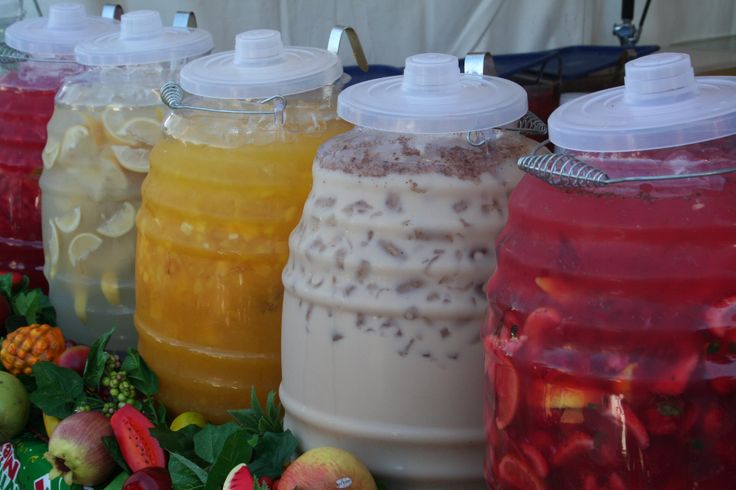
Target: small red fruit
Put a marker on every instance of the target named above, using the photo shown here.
(514, 472)
(140, 449)
(152, 478)
(74, 358)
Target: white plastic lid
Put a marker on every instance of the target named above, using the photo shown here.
(260, 66)
(56, 35)
(143, 39)
(661, 105)
(433, 97)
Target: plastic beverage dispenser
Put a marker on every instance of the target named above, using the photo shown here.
(226, 185)
(37, 58)
(105, 123)
(611, 339)
(384, 298)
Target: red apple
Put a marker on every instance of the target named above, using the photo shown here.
(74, 357)
(326, 468)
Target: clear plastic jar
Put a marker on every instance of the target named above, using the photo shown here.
(223, 194)
(384, 285)
(45, 47)
(105, 123)
(611, 336)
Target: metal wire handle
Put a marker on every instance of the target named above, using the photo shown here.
(529, 124)
(333, 44)
(172, 94)
(568, 172)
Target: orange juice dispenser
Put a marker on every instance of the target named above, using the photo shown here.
(38, 56)
(105, 122)
(226, 186)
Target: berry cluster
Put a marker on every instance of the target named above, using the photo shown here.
(116, 388)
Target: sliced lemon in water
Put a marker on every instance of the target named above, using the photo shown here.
(53, 246)
(73, 139)
(50, 153)
(82, 246)
(69, 221)
(133, 159)
(109, 286)
(141, 130)
(120, 223)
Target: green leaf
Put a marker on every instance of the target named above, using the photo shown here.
(113, 448)
(58, 389)
(272, 453)
(209, 441)
(139, 374)
(179, 442)
(234, 451)
(96, 360)
(185, 474)
(6, 284)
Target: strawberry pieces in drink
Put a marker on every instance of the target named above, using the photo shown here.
(506, 384)
(721, 318)
(516, 473)
(536, 459)
(577, 444)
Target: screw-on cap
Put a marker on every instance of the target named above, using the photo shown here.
(143, 39)
(661, 105)
(433, 97)
(260, 66)
(56, 34)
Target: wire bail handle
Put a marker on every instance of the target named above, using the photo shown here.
(172, 94)
(481, 63)
(333, 44)
(567, 172)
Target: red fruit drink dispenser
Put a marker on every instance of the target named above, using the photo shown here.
(611, 338)
(39, 55)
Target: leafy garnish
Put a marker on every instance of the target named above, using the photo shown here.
(139, 373)
(96, 359)
(234, 451)
(272, 453)
(185, 474)
(58, 390)
(113, 448)
(209, 441)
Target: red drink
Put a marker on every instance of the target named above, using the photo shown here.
(611, 338)
(26, 105)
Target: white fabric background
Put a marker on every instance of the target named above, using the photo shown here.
(390, 30)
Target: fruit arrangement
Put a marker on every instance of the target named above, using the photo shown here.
(82, 416)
────────────────────
TASK STATEMENT
Can you convert all of the material above into a JSON list of strings, one string per line, with blank lines dropped and the picture left out?

WRITTEN RESPONSE
[
  "Target: small red fruit",
  "Put a marker on every instance of the target named above, using the photo shown here.",
  "(514, 472)",
  "(140, 449)",
  "(152, 478)",
  "(74, 358)",
  "Target: white plastic lid",
  "Put a marker on every instance of the target named above, using the photo shown here.",
  "(260, 66)",
  "(56, 35)",
  "(143, 39)",
  "(661, 105)",
  "(433, 97)",
  "Target: plastic beverage dispenser",
  "Put a marker on every instance of the target named above, using the photo shown here.",
  "(226, 185)",
  "(37, 58)",
  "(105, 123)",
  "(611, 339)",
  "(384, 298)",
  "Target: red apple",
  "Put a marker on every instance of the target named above, using the photo shown here.",
  "(74, 357)",
  "(326, 468)",
  "Target: clear plastic jar",
  "Put a marker on every instance of the target named above, using the photo shown here.",
  "(223, 194)",
  "(384, 285)",
  "(45, 47)",
  "(105, 123)",
  "(611, 336)",
  "Target: metal wire handle",
  "Put a marker on every instance of the target named above, using the photo shown here.",
  "(529, 124)",
  "(333, 44)",
  "(172, 94)",
  "(568, 172)",
  "Target: orange juice dispenser",
  "Put a marker on every instance of the target named above, using the photo shown here.",
  "(38, 56)",
  "(105, 122)",
  "(226, 186)",
  "Target: berry cluster",
  "Put a marker on every instance of the target named above, using the photo shown here.",
  "(116, 388)",
  "Target: sliced lemon in water",
  "Put a marker on every instance of the target named above, using the photo shown here.",
  "(53, 246)",
  "(73, 139)",
  "(50, 153)",
  "(82, 246)",
  "(69, 221)",
  "(133, 159)",
  "(109, 286)",
  "(141, 130)",
  "(120, 223)",
  "Target: green leaf",
  "Put a marker on every instance of the target named above, using the photo shown here.",
  "(113, 448)",
  "(58, 389)",
  "(272, 453)",
  "(209, 441)",
  "(139, 374)",
  "(179, 442)",
  "(234, 451)",
  "(96, 360)",
  "(185, 474)",
  "(6, 284)",
  "Target: strawberry pieces in drink",
  "Put a marker on every instance of the target named above, using the photo shown here.",
  "(506, 384)",
  "(721, 318)",
  "(516, 473)",
  "(536, 459)",
  "(577, 444)",
  "Target: screw-on cap",
  "Put a marker on every instance of the target named above, using the photo shown here.",
  "(143, 39)",
  "(661, 105)",
  "(433, 97)",
  "(260, 66)",
  "(56, 34)",
  "Target: wire bail handle",
  "Put a marker on every instance of the target named above, using the photo shown here.",
  "(172, 94)",
  "(481, 63)",
  "(333, 44)",
  "(567, 172)",
  "Target: red fruit drink dispenser",
  "Put a marker on every instance of the target named above, using the photo shown here.",
  "(611, 338)",
  "(39, 55)",
  "Target: leafy garnish",
  "Put a marker on every instance of the target named above, using the photo shown here.",
  "(139, 373)",
  "(96, 359)",
  "(234, 451)",
  "(272, 453)",
  "(185, 474)",
  "(58, 390)",
  "(113, 448)",
  "(209, 441)",
  "Target: red drink",
  "Put a marker on every instance of the target named above, using the photo shown here.",
  "(611, 338)",
  "(26, 105)",
  "Target: white fabric background",
  "Put a marker on every instance of the target named above, using the photo shown here.",
  "(390, 30)",
  "Target: fruit arrangement",
  "Put a marker on every instance of the target named above, using the photo shown here.",
  "(82, 416)"
]